● WORK INSTRUCTIONS:
• a. In the devotional text, shorten the paragraph that begins "It was in college when I" while keeping its main facts.
• b. Reproduce the devotional text from "Now that we" up to and including "(Hebrews 4:16, MSG).".

Oh, Jesus, I pray now that you silence the voice of the enemy right now. For everyone reading these words right now, silence his voice; make his whispers unable to be heard by our hearts. Let us hear just your voice. Let us recognize you and say yes to you, with wide-open hearts.

To do this, to say yes to the Holy Spirit filling us, to say yes to Jesus living in us, we must confess all the ways we are trying to live without God, all the things we’ve kept hidden, all the things we’ve tried to fix in ourselves, on our own, all the things of which we are ashamed, all the things we’d much rather forget than ever, ever address.

Now that we know what we have—Jesus, this great High Priest with ready access to God—let’s not let it slip through our fingers. We don’t have a priest who is out of touch with our reality. He’s been through weakness and testing, experienced it all—all but the sin. So let’s walk right up to him and get what he is so ready to give. Take the mercy, accept the help (Hebrews 4:16, MSG).

It was in college when I–a lonely, overwhelmed transfer student in a new, big school–that I first confessed my sins to Jesus. I was tired of keeping secrets, tired of pretending to have it all together; tired of praying to a God that felt so very far away and not at all like a God who was with me, in me, wanting to whisper love to my heart.

For me, there was a particular secret that I was working hard to hide from everyone. And Jesus was asking me to give it up.

● DATA LINES:
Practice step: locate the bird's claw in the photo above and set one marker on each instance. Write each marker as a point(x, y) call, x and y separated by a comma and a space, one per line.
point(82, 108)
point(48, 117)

● ANSWERS BELOW:
• a. In college, as a lonely, overwhelmed transfer student at a big new school, I first confessed my sins to Jesus. I was tired of keeping secrets, of pretending to have it all together, and of praying to a God who felt far away rather than present within me and whispering love to my heart.

• b.
Now that we know what we have—Jesus, this great High Priest with ready access to God—let’s not let it slip through our fingers. We don’t have a priest who is out of touch with our reality. He’s been through weakness and testing, experienced it all—all but the sin. So let’s walk right up to him and get what he is so ready to give. Take the mercy, accept the help (Hebrews 4:16, MSG).